Required work :: Lay out the lines as a numbered list, leaving out blank lines, beginning with the line that contains "the gavel head?" and continuing through the end of the lines.

Data shown ::
"""

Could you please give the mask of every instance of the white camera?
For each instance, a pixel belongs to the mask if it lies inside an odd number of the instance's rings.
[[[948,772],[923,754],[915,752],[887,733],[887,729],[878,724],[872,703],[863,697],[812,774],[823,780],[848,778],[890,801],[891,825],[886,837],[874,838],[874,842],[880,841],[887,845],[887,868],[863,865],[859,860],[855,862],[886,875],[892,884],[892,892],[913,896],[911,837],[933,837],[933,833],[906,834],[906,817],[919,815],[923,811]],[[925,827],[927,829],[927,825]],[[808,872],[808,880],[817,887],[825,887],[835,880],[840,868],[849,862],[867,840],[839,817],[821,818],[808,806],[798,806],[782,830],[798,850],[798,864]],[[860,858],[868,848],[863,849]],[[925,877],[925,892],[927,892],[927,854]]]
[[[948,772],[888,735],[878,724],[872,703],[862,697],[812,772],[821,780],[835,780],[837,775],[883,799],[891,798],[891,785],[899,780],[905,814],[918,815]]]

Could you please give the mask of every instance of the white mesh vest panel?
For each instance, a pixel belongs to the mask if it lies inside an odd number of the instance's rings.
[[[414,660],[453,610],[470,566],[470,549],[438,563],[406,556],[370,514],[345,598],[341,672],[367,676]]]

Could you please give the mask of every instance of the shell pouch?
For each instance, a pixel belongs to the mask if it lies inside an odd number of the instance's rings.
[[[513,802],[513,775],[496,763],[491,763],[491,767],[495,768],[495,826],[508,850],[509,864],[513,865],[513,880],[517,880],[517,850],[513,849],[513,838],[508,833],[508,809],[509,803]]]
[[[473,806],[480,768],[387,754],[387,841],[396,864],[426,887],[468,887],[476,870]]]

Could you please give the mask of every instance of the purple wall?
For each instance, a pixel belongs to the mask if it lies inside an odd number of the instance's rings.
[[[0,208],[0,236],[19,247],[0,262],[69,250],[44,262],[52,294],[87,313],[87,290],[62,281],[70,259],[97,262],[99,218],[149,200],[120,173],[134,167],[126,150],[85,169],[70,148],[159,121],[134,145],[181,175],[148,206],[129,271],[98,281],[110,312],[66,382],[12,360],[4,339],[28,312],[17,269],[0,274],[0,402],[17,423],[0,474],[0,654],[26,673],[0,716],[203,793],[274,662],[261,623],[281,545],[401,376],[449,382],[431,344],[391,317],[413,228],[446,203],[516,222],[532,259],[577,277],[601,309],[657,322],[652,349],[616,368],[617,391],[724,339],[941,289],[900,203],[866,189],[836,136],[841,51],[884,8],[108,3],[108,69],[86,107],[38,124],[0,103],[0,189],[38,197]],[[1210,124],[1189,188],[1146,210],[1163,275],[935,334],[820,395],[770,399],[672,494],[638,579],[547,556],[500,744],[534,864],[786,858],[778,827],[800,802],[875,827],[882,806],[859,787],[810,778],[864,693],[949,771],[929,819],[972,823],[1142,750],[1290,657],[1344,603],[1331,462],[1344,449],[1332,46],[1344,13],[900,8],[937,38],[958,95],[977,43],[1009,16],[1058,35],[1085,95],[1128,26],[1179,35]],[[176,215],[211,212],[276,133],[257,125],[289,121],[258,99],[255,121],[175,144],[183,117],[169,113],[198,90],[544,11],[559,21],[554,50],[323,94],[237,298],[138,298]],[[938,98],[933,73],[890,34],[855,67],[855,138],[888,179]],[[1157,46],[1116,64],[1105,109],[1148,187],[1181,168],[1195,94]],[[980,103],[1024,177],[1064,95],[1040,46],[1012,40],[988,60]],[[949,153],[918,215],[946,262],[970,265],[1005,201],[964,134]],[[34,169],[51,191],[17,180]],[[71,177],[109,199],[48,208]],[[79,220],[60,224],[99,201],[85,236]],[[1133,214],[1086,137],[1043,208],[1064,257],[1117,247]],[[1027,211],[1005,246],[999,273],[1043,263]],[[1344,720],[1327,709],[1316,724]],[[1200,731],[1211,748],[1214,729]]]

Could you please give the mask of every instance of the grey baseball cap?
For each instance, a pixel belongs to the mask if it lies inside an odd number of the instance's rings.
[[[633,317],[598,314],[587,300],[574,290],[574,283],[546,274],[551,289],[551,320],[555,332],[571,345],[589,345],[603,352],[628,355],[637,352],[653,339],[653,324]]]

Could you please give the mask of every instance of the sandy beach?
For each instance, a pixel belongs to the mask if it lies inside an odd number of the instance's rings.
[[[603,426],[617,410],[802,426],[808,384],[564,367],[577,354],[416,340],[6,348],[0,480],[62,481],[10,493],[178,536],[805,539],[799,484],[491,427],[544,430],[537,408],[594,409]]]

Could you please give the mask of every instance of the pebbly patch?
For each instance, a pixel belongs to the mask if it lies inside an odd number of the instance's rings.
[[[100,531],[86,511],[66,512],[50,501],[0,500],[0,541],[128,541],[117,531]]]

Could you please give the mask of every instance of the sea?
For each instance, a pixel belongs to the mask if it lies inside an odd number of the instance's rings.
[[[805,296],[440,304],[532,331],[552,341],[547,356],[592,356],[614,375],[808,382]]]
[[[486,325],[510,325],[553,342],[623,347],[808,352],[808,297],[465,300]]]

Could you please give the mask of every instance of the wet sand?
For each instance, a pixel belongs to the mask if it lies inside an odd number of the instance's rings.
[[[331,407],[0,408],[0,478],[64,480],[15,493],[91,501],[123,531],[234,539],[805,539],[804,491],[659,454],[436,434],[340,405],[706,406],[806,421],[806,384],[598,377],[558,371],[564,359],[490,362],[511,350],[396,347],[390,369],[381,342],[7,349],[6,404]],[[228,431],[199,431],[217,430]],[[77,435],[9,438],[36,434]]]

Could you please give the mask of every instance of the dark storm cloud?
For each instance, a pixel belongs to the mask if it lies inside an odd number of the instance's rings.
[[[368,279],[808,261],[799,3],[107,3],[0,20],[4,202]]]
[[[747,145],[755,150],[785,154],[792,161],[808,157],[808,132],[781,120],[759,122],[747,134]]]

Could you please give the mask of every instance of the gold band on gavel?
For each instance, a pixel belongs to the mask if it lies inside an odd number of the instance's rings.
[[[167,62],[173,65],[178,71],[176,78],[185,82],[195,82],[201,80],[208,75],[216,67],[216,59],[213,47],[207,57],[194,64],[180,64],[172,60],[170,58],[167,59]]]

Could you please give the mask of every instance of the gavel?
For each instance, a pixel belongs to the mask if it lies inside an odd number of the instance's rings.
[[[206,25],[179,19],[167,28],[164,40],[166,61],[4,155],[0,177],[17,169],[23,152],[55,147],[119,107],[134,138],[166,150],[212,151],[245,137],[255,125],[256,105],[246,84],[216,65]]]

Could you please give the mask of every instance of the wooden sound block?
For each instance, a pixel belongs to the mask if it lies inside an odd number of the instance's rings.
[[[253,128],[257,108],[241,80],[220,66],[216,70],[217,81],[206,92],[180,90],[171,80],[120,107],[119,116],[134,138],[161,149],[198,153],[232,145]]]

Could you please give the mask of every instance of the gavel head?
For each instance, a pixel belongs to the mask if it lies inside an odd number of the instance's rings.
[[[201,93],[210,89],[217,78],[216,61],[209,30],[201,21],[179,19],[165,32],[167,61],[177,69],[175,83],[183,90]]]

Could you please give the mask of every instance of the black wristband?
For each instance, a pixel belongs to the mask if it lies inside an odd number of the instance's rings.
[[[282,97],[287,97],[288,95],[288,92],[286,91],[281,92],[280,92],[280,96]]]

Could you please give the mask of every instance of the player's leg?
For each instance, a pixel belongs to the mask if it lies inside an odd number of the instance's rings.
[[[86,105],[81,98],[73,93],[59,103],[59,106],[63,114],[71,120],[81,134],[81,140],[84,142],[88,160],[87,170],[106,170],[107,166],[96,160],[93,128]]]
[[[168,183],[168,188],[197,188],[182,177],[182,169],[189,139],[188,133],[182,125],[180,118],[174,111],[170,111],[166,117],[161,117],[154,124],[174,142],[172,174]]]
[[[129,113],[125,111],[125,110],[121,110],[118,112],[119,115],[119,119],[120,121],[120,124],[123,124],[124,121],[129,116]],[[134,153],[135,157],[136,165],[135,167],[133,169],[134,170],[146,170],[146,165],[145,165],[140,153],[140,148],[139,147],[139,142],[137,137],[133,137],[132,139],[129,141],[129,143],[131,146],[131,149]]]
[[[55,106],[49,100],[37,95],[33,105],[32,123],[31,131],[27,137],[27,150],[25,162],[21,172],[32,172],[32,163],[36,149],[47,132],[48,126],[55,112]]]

"""

Full output ::
1. Could you please give the mask of every instance of the gavel head?
2. For each instance, a pixel belongs to the mask if it lies inside an odd number of the instance's rings.
3. [[[201,93],[210,89],[217,78],[216,61],[209,30],[201,21],[179,19],[165,32],[167,61],[177,69],[175,83],[183,90]]]
4. Could you please give the mask of every instance of the black wristband?
5. For each instance, a pixel belongs to the mask if it lies inside an odd number of the instance's rings.
6. [[[282,97],[287,97],[288,95],[288,92],[286,91],[281,92],[280,92],[280,96]]]
7. Could you please give the mask of every instance of the player's leg?
8. For each instance, a pixel belongs to the mask if it lies inside an odd number of the instance's rings.
9. [[[86,105],[81,98],[73,93],[59,103],[59,106],[63,114],[71,120],[81,134],[81,140],[84,142],[88,160],[87,170],[106,170],[107,166],[96,160],[93,128]]]
10. [[[168,183],[168,188],[197,188],[182,177],[182,169],[189,139],[188,133],[182,125],[180,118],[174,111],[170,111],[166,117],[161,117],[154,124],[174,142],[172,174]]]
11. [[[129,113],[125,111],[125,110],[121,110],[118,112],[119,115],[119,119],[120,121],[120,124],[123,124],[124,121],[129,116]],[[134,153],[135,157],[136,165],[135,167],[133,169],[134,170],[146,170],[146,165],[145,165],[140,153],[140,148],[139,147],[139,142],[137,137],[133,137],[132,139],[129,141],[129,143],[131,146],[131,149]]]
12. [[[55,106],[49,100],[37,95],[33,105],[32,123],[31,131],[27,137],[27,150],[25,162],[21,172],[32,172],[32,163],[36,149],[47,132],[48,126],[55,112]]]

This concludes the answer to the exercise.